### What to do
Can you rewrite the lines below with "orange maple leaf" changed to "red maple leaf" and everything else kept the same? Leave the pictures out of your answer.

--- START OF Exercise input ---

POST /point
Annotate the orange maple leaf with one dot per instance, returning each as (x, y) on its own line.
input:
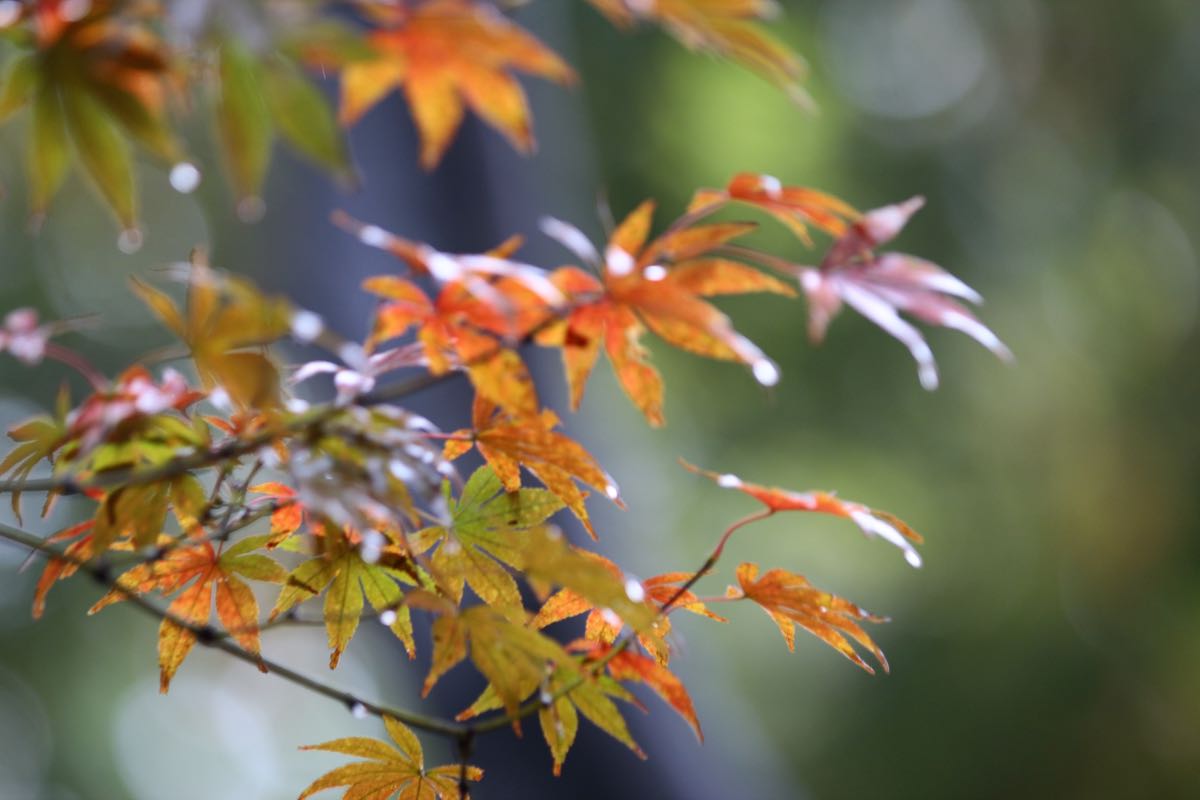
(790, 600)
(796, 206)
(447, 55)
(658, 284)
(390, 769)
(456, 330)
(509, 443)
(726, 28)
(214, 573)
(871, 522)
(634, 666)
(604, 627)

--- END OF Exercise input ---

### Result for this task
POST /point
Annotate the red maple leaf with one dot per instance, returning each as (x, y) on its own line.
input:
(790, 600)
(796, 206)
(447, 55)
(658, 284)
(390, 769)
(456, 330)
(509, 443)
(726, 28)
(214, 573)
(871, 522)
(634, 666)
(604, 627)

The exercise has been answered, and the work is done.